- [Material to process]
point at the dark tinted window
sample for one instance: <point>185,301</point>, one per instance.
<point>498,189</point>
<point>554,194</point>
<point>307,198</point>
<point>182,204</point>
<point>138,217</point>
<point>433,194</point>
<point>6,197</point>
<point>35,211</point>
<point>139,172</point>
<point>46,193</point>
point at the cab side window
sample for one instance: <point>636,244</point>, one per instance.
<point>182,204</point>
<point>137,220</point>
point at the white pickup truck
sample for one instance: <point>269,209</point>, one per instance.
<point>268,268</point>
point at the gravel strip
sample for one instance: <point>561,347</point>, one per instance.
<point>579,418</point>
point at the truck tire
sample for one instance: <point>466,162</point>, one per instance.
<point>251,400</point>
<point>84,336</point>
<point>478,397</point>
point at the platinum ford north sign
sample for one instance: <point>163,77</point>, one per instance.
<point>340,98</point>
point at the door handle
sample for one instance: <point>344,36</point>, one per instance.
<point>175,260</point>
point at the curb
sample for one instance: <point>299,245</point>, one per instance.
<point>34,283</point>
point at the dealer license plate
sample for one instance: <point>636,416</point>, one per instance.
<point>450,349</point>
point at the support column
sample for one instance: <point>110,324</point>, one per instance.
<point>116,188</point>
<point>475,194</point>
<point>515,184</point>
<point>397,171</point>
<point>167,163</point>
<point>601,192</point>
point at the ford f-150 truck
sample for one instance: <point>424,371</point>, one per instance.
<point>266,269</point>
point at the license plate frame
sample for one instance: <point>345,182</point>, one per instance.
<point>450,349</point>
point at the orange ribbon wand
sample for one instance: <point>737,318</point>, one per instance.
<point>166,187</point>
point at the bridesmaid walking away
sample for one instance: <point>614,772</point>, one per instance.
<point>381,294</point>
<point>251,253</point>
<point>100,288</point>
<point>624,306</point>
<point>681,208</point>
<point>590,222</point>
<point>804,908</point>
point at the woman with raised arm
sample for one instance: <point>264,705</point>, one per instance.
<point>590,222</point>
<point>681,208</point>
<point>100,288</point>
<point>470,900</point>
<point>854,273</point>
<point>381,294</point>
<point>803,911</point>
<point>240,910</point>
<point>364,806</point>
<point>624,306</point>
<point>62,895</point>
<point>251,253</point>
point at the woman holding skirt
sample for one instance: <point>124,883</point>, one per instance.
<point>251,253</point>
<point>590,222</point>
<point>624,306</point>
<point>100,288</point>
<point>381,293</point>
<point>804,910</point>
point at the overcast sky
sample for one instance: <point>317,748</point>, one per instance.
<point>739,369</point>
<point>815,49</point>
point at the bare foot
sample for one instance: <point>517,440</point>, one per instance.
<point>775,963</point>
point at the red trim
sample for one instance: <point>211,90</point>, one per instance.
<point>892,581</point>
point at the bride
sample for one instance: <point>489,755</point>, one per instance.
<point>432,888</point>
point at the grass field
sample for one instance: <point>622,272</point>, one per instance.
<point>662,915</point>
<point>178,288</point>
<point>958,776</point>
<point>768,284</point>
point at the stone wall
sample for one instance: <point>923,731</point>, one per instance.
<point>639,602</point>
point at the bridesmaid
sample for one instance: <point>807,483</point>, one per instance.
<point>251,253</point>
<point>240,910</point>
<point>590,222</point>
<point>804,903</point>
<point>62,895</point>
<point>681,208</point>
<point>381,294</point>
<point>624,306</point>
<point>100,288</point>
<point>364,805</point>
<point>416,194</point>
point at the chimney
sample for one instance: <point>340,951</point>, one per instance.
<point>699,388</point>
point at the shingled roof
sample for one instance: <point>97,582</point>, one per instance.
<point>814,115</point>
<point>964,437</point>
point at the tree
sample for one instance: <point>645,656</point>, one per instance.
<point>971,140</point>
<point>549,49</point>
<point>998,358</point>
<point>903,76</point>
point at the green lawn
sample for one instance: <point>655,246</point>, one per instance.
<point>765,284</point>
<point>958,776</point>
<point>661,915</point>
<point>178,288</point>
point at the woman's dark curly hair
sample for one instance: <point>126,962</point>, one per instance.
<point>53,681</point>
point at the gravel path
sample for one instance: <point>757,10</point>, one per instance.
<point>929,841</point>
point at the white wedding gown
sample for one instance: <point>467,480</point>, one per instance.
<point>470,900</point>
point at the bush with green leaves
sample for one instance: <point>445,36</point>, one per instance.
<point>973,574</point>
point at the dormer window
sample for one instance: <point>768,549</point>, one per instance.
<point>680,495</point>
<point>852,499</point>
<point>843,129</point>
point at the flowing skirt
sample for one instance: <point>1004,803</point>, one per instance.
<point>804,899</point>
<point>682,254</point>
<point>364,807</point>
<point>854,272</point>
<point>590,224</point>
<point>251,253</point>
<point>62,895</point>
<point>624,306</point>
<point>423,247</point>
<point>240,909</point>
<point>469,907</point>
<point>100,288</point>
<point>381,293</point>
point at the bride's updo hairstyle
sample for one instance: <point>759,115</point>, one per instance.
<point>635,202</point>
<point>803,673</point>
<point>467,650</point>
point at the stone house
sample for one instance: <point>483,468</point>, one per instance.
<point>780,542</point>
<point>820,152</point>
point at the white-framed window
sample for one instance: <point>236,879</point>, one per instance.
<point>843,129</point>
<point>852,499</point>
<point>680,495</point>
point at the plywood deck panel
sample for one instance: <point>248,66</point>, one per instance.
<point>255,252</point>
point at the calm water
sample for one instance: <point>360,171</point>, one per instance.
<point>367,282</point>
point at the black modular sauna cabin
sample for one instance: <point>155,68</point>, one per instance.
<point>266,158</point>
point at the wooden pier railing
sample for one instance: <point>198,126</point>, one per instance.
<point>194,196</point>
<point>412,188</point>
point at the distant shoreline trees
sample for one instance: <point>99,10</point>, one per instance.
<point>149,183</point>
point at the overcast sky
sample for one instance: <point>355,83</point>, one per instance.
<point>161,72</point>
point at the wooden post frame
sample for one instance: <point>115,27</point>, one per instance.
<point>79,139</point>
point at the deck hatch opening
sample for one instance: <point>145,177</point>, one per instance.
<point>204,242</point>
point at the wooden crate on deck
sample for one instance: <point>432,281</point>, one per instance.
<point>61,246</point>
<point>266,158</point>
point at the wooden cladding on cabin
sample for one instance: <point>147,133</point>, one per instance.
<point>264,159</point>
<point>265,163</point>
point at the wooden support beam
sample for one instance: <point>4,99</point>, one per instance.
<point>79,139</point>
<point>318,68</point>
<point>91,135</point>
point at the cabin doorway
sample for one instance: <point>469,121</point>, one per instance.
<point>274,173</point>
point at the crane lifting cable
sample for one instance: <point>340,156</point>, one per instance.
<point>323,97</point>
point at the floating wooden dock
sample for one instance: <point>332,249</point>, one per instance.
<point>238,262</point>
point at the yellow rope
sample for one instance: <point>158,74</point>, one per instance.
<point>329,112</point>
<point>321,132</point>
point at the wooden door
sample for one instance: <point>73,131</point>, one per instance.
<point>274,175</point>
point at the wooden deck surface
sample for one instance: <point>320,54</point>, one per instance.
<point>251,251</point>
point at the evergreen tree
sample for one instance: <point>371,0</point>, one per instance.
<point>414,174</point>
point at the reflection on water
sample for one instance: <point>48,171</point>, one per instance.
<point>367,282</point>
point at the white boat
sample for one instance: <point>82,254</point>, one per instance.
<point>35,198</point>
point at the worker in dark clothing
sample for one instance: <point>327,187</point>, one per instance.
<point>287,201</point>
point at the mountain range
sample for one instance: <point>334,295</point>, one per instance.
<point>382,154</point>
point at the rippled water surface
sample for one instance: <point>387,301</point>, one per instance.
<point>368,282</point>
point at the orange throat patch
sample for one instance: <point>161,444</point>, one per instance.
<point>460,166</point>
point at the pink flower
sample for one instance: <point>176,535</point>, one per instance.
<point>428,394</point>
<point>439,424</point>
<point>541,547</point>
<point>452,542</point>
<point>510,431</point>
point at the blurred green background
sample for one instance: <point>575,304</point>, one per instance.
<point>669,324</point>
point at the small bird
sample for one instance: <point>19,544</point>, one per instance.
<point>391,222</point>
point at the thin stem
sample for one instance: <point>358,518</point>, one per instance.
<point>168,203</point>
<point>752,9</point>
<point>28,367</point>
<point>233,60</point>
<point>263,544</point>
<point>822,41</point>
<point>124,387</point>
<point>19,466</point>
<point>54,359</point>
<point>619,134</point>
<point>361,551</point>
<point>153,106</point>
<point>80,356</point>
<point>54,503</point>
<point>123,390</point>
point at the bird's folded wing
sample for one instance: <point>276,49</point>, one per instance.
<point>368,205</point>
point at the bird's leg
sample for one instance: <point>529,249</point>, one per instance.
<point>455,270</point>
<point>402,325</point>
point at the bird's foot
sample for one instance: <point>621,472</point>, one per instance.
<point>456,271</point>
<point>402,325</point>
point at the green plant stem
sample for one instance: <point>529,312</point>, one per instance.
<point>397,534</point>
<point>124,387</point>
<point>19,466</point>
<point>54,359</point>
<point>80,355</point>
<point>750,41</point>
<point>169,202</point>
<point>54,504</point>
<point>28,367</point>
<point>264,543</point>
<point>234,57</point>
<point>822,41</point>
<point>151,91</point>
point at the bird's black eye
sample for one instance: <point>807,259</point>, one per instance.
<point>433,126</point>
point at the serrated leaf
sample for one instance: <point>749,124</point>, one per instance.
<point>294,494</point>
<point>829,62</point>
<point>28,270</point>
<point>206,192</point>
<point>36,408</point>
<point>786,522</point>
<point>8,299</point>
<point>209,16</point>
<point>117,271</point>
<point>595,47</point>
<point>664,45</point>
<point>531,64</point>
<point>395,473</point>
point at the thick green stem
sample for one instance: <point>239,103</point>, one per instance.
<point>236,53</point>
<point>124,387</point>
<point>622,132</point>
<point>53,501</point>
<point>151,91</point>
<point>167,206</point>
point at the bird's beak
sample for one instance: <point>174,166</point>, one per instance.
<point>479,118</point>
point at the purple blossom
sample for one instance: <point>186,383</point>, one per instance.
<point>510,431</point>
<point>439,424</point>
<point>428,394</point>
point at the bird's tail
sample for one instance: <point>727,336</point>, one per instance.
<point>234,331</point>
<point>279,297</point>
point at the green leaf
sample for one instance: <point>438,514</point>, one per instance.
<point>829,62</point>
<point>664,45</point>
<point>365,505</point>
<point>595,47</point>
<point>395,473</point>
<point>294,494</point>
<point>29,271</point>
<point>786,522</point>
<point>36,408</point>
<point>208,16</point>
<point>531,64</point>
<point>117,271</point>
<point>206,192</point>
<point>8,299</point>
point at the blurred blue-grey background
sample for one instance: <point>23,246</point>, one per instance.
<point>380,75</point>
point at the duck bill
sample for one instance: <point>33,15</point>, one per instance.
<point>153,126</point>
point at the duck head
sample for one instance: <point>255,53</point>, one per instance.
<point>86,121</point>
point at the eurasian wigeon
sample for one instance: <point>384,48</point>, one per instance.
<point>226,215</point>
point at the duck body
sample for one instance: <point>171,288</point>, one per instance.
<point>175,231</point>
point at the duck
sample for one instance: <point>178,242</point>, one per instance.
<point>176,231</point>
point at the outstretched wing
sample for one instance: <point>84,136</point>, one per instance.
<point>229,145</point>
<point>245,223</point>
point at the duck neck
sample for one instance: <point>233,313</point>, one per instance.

- [Exercise task] Convert everything above from the line containing "point at the dormer window" down to the line containing "<point>149,183</point>", both included, into a two-column CSV with the headers instruction and answer, one row per record. Put each record's text and its answer in separate quoted fields, replacing line breaks with spaces.

- [Reply to the exercise]
instruction,answer
"point at the dormer window sample for one instance: <point>768,549</point>, one per instance.","<point>680,495</point> <point>852,499</point> <point>843,129</point>"
"point at the flowing skirt sample for one instance: <point>1004,803</point>, one per instance.","<point>804,899</point> <point>682,254</point> <point>364,807</point> <point>854,272</point> <point>590,224</point> <point>251,253</point> <point>62,895</point> <point>624,306</point> <point>423,247</point> <point>240,909</point> <point>469,907</point> <point>100,288</point> <point>381,293</point>"
"point at the bride's updo hairstyle sample for one instance: <point>759,115</point>, one per instance.","<point>635,202</point> <point>803,673</point> <point>467,650</point>"
"point at the stone house sample for one instance: <point>483,468</point>, one per instance.","<point>780,542</point> <point>820,152</point>"
"point at the white-framed window sample for one instance: <point>236,879</point>, one per instance.","<point>843,129</point> <point>852,499</point> <point>680,495</point>"
"point at the plywood deck panel sample for one instance: <point>248,66</point>, one per instance.","<point>255,252</point>"
"point at the calm water sample for one instance: <point>360,171</point>, one per instance.","<point>367,282</point>"
"point at the black modular sauna cabin sample for one instance: <point>155,68</point>, one per instance.","<point>266,158</point>"
"point at the wooden pier railing sample for one instance: <point>198,126</point>, one per instance.","<point>194,196</point> <point>412,188</point>"
"point at the distant shoreline trees sample for one instance: <point>99,10</point>, one per instance.","<point>149,183</point>"